- **Problem to work on**
Render every line of all the records below as a numbered list, skipping blank lines and leaving the pictures out.

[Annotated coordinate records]
--- --- ---

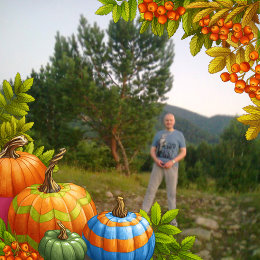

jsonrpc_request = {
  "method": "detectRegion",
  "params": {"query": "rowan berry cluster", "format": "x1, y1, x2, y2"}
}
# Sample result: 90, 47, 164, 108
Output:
138, 0, 186, 24
199, 15, 254, 45
220, 51, 260, 100
0, 241, 43, 260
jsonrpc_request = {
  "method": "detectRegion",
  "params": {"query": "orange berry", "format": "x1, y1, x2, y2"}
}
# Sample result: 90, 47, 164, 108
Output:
249, 51, 259, 60
231, 35, 239, 43
235, 79, 246, 89
247, 33, 254, 41
217, 18, 224, 27
203, 18, 210, 25
243, 25, 252, 34
224, 20, 233, 29
201, 27, 210, 34
209, 33, 218, 41
220, 72, 230, 82
240, 36, 249, 45
232, 23, 242, 32
138, 3, 148, 13
164, 1, 174, 11
219, 34, 228, 41
235, 88, 244, 94
158, 14, 167, 24
3, 245, 12, 253
199, 19, 204, 27
231, 63, 241, 73
219, 26, 229, 35
157, 5, 167, 15
148, 2, 158, 13
240, 62, 250, 72
233, 31, 243, 39
210, 25, 219, 33
250, 77, 259, 87
144, 11, 153, 21
176, 6, 186, 15
255, 64, 260, 74
230, 72, 238, 83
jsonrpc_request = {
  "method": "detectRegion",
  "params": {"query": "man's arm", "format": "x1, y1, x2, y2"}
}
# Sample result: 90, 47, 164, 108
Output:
164, 147, 187, 169
150, 146, 163, 167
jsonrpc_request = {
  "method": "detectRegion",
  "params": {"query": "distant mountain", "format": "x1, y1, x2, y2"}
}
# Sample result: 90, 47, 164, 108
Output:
156, 104, 234, 144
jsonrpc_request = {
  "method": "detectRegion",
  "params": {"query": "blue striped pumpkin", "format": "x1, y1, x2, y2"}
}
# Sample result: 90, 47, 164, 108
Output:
82, 197, 155, 260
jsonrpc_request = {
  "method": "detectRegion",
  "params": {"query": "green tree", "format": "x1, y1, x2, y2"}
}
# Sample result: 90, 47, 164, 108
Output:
29, 16, 174, 174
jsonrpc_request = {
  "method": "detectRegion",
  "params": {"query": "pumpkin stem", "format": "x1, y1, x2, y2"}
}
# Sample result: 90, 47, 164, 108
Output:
57, 221, 68, 240
39, 148, 66, 193
0, 135, 28, 159
112, 197, 127, 218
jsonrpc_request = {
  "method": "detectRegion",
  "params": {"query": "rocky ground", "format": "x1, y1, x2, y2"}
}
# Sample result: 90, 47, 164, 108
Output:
86, 189, 260, 260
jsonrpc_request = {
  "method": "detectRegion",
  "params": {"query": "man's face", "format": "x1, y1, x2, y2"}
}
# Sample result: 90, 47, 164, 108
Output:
164, 115, 175, 129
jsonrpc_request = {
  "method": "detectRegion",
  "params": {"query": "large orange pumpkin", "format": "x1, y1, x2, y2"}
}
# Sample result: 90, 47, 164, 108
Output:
0, 135, 47, 224
8, 149, 97, 250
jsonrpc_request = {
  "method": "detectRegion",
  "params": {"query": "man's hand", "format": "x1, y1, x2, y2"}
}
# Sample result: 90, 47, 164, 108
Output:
164, 160, 174, 169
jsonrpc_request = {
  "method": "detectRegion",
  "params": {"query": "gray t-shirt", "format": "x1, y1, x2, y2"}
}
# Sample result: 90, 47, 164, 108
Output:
152, 129, 186, 166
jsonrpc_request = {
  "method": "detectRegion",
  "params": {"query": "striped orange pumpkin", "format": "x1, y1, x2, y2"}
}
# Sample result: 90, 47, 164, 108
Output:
8, 149, 97, 250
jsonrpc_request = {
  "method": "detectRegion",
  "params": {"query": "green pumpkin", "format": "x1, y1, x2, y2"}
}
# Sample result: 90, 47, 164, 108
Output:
38, 221, 87, 260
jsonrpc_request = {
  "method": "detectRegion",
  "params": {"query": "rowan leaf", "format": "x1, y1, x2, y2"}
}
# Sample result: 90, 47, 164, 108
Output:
209, 8, 230, 27
190, 35, 204, 56
216, 0, 234, 8
193, 8, 216, 23
226, 52, 236, 73
224, 6, 246, 23
241, 2, 259, 28
121, 1, 130, 22
208, 56, 226, 74
206, 47, 231, 57
128, 0, 137, 21
185, 2, 221, 9
236, 47, 245, 64
151, 201, 161, 225
112, 5, 122, 23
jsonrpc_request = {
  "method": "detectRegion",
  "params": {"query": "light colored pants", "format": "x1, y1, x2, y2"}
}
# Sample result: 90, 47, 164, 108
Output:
142, 163, 178, 213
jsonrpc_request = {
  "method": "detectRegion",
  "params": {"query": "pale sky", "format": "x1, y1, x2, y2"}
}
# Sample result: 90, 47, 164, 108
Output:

--- --- ---

- **Output of the task**
1. jsonrpc_request = {
2.   "method": "detectRegion",
3.   "params": {"query": "rowan berry cluster", "format": "x1, y1, x2, y2"}
4. }
5. # Sample result: 90, 47, 164, 108
6. Output:
7. 138, 0, 186, 24
8. 199, 15, 254, 45
9. 220, 51, 260, 100
10. 0, 241, 43, 260
11. jsonrpc_request = {
12.   "method": "detectRegion",
13.   "params": {"query": "orange berry", "format": "x1, y1, x2, y2"}
14. }
15. # Sample result: 90, 47, 164, 108
16. Output:
17. 249, 51, 259, 60
18. 231, 35, 239, 43
19. 235, 79, 246, 89
20. 247, 33, 254, 41
21. 217, 18, 224, 27
22. 203, 18, 210, 25
23. 243, 25, 252, 34
24. 224, 20, 233, 29
25. 201, 27, 210, 34
26. 209, 33, 218, 41
27. 220, 72, 230, 82
28. 240, 36, 249, 45
29. 232, 23, 242, 32
30. 138, 3, 148, 13
31. 164, 1, 174, 11
32. 219, 34, 228, 41
33. 235, 88, 244, 94
34. 158, 14, 167, 24
35. 3, 245, 12, 253
36. 199, 19, 204, 27
37. 231, 63, 241, 73
38. 219, 26, 229, 35
39. 157, 5, 167, 15
40. 148, 2, 158, 13
41. 240, 62, 250, 72
42. 233, 31, 243, 39
43. 210, 25, 219, 33
44. 250, 77, 259, 87
45. 144, 11, 153, 21
46. 176, 6, 186, 15
47. 255, 64, 260, 74
48. 230, 72, 238, 83
49. jsonrpc_request = {
50.   "method": "detectRegion",
51.   "params": {"query": "man's arm", "format": "x1, y1, x2, y2"}
52. }
53. # Sample result: 90, 47, 164, 108
54. Output:
55. 164, 147, 187, 169
56. 150, 146, 163, 167
57. jsonrpc_request = {
58.   "method": "detectRegion",
59.   "params": {"query": "distant mountain", "format": "x1, y1, x2, y2"}
60. }
61. # Sample result: 90, 47, 164, 108
62. Output:
63. 156, 104, 234, 144
64. jsonrpc_request = {
65.   "method": "detectRegion",
66.   "params": {"query": "blue striped pumpkin", "format": "x1, y1, x2, y2"}
67. }
68. # Sample result: 90, 47, 164, 108
69. Output:
70. 82, 197, 155, 260
71. jsonrpc_request = {
72.   "method": "detectRegion",
73.   "params": {"query": "green tree", "format": "x1, y1, x2, y2"}
74. }
75. # Sample result: 90, 47, 164, 108
76. Output:
77. 29, 16, 174, 174
78. jsonrpc_request = {
79.   "method": "detectRegion",
80.   "params": {"query": "pumpkin stem", "format": "x1, y1, x2, y2"}
81. }
82. # Sample result: 90, 47, 164, 108
83. Output:
84. 57, 221, 68, 240
85. 39, 148, 66, 193
86. 0, 135, 28, 159
87. 112, 197, 127, 218
88. jsonrpc_request = {
89.   "method": "detectRegion",
90.   "params": {"query": "rocky ground", "format": "x1, y1, x2, y2"}
91. }
92. # Sample result: 90, 47, 164, 108
93. Output:
94. 86, 189, 260, 260
95. jsonrpc_request = {
96.   "method": "detectRegion",
97.   "params": {"query": "man's face", "format": "x1, y1, x2, y2"}
98. }
99. # Sample result: 90, 47, 164, 108
100. Output:
101. 164, 115, 175, 129
102. jsonrpc_request = {
103.   "method": "detectRegion",
104.   "params": {"query": "large orange pumpkin", "format": "x1, y1, x2, y2"}
105. }
106. # Sample result: 90, 47, 164, 108
107. Output:
108. 0, 135, 47, 224
109. 8, 149, 97, 250
110. jsonrpc_request = {
111.   "method": "detectRegion",
112.   "params": {"query": "man's hand", "format": "x1, y1, x2, y2"}
113. }
114. # Sample result: 90, 47, 164, 108
115. Output:
116. 164, 160, 174, 169
117. jsonrpc_request = {
118.   "method": "detectRegion",
119.   "params": {"query": "gray t-shirt", "format": "x1, y1, x2, y2"}
120. }
121. # Sample result: 90, 47, 164, 108
122. Output:
123. 152, 129, 186, 166
124. jsonrpc_request = {
125.   "method": "detectRegion",
126.   "params": {"query": "striped orange pumpkin", "format": "x1, y1, x2, y2"}
127. }
128. # Sample result: 90, 47, 164, 108
129. Output:
130. 8, 149, 97, 250
131. jsonrpc_request = {
132.   "method": "detectRegion",
133.   "params": {"query": "green pumpkin", "format": "x1, y1, x2, y2"}
134. }
135. # Sample result: 90, 47, 164, 108
136. Output:
137. 38, 221, 87, 260
138. jsonrpc_request = {
139.   "method": "detectRegion",
140.   "params": {"query": "rowan leaf", "format": "x1, y1, x2, y2"}
141. }
142. # Sample result: 90, 47, 164, 108
143. Output:
144. 209, 8, 230, 27
145. 190, 35, 204, 56
146. 216, 0, 234, 8
147. 193, 8, 216, 23
148. 226, 52, 236, 73
149. 224, 6, 246, 23
150. 241, 2, 259, 28
151. 121, 1, 130, 22
152. 208, 56, 226, 74
153. 206, 47, 231, 57
154. 128, 0, 137, 21
155. 185, 2, 221, 9
156. 236, 47, 245, 64
157. 151, 201, 161, 225
158. 112, 5, 122, 23
159. jsonrpc_request = {
160.   "method": "detectRegion",
161.   "params": {"query": "light colored pants", "format": "x1, y1, x2, y2"}
162. }
163. # Sample result: 90, 47, 164, 108
164. Output:
165. 142, 163, 178, 213
166. jsonrpc_request = {
167.   "method": "detectRegion",
168.   "params": {"query": "pale sky", "format": "x1, y1, x2, y2"}
169. }
170. # Sample result: 90, 47, 164, 108
171. Output:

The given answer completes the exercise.